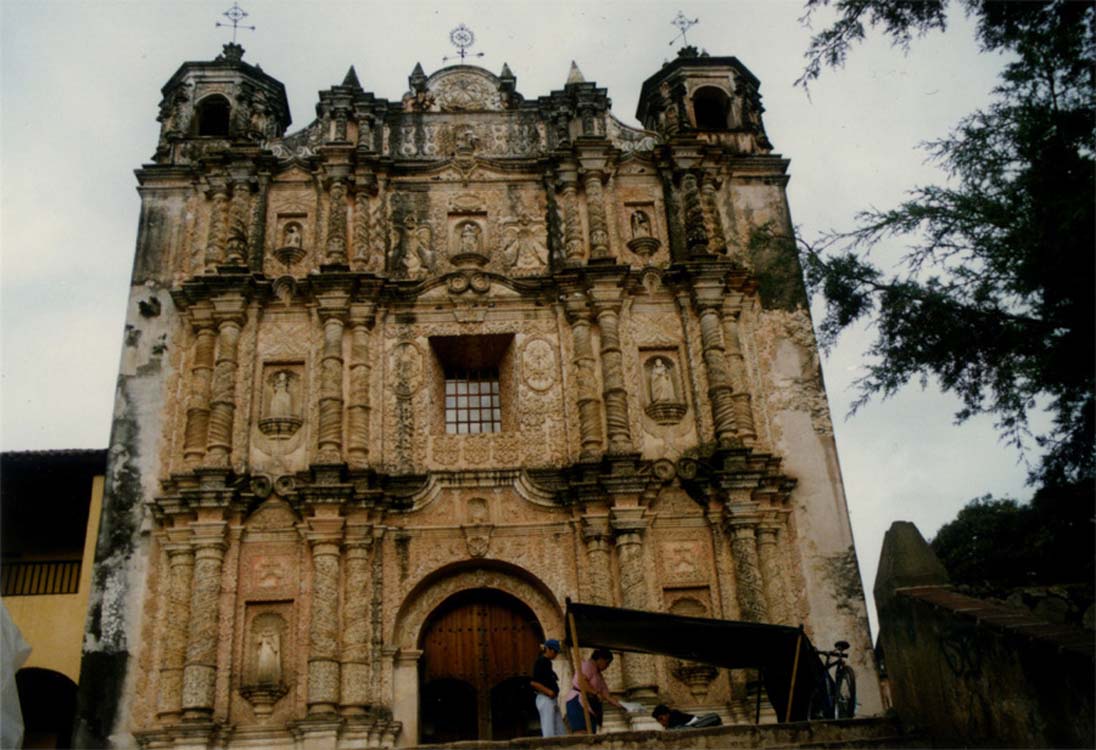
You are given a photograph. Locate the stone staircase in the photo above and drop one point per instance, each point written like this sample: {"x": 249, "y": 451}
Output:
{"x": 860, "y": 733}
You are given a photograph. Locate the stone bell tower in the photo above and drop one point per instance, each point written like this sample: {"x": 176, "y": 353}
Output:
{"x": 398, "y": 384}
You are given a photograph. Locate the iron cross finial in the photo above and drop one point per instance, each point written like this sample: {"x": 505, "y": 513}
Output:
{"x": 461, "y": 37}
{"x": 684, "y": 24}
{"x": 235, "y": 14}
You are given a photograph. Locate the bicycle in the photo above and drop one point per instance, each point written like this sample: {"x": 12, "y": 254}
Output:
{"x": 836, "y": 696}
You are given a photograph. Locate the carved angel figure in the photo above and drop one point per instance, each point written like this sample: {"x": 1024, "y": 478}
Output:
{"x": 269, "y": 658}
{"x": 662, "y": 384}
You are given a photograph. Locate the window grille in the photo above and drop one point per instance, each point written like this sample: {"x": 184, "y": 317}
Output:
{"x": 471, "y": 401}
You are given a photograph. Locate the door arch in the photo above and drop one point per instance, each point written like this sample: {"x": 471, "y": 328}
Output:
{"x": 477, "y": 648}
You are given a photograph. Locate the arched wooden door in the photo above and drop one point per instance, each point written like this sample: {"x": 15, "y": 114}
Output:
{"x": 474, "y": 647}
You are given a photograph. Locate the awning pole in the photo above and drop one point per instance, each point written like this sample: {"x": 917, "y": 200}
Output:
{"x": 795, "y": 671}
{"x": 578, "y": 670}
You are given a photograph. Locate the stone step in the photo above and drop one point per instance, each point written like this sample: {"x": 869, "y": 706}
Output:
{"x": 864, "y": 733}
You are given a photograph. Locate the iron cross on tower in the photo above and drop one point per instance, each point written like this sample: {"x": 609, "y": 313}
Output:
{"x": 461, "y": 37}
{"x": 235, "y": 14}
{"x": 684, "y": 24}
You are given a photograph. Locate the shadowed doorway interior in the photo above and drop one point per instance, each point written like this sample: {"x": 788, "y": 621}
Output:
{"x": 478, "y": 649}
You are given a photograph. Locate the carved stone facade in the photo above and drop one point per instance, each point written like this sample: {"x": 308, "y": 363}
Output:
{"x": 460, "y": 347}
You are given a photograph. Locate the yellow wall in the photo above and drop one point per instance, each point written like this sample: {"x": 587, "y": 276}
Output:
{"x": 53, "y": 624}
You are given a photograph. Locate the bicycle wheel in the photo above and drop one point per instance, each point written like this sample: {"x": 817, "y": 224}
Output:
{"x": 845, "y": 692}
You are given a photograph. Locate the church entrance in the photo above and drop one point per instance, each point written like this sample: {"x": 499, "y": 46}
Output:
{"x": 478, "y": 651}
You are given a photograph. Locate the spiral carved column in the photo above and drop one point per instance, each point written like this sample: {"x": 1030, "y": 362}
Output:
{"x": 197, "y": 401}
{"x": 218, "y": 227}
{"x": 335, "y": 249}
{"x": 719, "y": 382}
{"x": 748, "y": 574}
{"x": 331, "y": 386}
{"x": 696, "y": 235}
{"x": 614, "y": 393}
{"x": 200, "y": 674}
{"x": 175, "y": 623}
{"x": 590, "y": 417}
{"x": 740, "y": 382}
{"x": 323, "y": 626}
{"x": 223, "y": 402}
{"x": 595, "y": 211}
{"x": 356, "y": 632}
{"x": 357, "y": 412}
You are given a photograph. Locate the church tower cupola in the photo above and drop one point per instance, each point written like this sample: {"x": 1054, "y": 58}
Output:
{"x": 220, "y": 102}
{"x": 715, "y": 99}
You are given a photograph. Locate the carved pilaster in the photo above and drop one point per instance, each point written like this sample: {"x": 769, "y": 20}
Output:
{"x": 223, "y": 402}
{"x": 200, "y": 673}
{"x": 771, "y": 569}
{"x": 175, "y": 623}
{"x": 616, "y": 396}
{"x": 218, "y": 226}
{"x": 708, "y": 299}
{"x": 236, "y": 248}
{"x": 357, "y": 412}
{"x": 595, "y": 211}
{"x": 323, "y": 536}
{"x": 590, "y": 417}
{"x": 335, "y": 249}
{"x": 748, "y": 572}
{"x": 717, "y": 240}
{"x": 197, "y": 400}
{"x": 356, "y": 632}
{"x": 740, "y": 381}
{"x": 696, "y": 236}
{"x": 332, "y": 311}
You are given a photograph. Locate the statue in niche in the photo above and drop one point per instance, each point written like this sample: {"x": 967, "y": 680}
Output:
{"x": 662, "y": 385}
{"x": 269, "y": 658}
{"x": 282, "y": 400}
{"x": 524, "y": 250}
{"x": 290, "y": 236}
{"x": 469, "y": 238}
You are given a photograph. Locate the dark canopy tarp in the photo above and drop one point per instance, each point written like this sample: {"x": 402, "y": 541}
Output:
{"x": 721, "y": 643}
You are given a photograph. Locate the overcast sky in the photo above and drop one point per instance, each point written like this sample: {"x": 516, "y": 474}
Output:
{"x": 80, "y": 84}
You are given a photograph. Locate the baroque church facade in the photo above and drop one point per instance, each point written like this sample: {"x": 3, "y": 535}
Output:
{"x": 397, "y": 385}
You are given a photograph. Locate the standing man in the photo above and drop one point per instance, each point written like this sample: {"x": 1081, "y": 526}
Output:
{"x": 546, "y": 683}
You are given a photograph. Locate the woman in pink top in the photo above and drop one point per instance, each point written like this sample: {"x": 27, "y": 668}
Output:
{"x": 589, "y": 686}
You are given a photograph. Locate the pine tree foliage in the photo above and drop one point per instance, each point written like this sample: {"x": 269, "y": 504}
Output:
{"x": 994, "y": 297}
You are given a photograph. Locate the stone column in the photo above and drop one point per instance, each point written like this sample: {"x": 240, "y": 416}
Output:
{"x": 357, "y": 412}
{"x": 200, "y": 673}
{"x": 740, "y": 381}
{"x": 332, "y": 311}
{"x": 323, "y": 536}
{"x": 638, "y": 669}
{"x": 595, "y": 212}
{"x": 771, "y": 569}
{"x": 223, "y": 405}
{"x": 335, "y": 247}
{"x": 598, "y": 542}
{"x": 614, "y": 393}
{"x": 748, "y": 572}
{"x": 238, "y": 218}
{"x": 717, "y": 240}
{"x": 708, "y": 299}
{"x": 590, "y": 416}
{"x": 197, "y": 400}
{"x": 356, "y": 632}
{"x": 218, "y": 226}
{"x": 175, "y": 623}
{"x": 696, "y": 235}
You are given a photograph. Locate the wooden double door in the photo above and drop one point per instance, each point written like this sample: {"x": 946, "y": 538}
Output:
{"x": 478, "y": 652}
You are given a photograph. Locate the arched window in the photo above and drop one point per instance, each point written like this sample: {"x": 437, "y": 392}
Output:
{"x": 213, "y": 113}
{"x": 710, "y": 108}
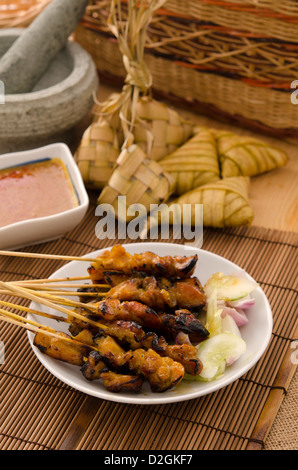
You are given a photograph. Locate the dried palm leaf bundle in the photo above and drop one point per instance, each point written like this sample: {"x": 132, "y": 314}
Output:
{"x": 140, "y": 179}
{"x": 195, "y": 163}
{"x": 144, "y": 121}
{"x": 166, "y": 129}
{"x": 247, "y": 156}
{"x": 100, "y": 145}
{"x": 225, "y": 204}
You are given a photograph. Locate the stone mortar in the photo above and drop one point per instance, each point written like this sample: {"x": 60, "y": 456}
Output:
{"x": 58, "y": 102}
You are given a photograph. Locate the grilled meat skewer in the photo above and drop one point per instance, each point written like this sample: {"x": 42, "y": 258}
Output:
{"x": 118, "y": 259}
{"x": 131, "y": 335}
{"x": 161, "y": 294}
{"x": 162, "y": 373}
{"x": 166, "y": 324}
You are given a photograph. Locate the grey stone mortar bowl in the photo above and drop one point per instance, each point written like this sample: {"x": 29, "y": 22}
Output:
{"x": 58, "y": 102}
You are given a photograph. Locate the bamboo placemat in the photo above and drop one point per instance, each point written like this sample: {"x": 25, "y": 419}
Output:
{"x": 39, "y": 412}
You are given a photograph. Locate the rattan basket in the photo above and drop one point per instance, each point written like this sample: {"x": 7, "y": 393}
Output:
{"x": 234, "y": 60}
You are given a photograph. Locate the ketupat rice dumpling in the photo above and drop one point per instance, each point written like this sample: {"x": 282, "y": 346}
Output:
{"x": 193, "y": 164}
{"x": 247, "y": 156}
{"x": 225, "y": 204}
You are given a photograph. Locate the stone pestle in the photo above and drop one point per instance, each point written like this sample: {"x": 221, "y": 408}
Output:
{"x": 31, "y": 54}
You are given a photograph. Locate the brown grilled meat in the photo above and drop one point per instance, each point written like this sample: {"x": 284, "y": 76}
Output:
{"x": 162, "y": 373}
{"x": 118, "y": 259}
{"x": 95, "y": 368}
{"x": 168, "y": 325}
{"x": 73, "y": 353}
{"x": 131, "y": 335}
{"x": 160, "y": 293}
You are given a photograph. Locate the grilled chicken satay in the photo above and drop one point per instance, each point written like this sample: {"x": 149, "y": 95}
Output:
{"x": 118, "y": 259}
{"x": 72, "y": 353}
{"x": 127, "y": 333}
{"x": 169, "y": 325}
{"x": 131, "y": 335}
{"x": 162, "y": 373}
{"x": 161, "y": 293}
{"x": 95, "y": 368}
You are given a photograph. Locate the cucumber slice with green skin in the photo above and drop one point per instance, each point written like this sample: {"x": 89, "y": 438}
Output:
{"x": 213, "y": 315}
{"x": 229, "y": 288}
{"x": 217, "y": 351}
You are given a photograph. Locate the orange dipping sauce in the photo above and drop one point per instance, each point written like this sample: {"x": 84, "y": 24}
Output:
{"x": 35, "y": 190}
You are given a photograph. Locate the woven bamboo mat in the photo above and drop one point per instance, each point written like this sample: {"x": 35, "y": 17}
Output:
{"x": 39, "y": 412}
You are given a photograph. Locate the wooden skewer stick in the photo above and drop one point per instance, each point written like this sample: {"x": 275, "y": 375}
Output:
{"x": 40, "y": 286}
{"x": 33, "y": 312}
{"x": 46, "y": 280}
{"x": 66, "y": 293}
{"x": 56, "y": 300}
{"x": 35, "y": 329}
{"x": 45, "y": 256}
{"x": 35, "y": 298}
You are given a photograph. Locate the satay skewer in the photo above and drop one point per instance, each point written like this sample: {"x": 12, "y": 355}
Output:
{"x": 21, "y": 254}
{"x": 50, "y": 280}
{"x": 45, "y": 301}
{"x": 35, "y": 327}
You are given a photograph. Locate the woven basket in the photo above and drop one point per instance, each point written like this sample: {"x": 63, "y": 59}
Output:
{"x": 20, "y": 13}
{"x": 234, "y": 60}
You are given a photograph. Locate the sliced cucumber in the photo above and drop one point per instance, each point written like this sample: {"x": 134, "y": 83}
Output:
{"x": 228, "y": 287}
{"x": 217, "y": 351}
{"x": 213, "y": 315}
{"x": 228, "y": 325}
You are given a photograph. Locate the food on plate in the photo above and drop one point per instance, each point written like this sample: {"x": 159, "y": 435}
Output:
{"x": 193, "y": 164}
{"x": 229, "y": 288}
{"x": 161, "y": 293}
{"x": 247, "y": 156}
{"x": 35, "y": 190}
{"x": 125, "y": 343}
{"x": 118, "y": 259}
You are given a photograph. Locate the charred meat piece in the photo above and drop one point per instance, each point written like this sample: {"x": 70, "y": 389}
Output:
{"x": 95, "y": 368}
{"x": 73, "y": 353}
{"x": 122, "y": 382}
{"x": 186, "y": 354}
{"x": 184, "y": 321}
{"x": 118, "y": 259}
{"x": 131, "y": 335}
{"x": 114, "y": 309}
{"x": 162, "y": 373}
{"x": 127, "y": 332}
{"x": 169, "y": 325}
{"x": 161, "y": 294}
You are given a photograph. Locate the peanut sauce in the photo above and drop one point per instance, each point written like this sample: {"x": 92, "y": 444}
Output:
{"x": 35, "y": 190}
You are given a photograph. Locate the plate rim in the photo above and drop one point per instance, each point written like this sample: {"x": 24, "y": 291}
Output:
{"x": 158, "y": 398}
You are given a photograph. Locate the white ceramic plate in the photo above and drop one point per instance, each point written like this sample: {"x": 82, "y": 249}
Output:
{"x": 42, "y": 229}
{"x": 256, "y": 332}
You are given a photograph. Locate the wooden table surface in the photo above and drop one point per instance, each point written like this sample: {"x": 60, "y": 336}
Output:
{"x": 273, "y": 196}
= = = = = = =
Set task -
Only the lines from the one containing "You are given a photograph. Locate the plate" to the end of the records should be repeated, exactly as they appear.

Response to this exercise -
You are given a photograph. Locate the plate rim in the photo above and drop one point per instance, each point written like this sample: {"x": 24, "y": 291}
Output:
{"x": 158, "y": 398}
You are given a photograph. Locate the white ceramic plate in the photo above and drop one point per instance, each point written like this sample: {"x": 82, "y": 249}
Output:
{"x": 42, "y": 229}
{"x": 256, "y": 332}
You are given a photograph. Locate the wooden table surface in the photo above and drop one point per instance, each point written like this sample: {"x": 60, "y": 336}
Output:
{"x": 273, "y": 196}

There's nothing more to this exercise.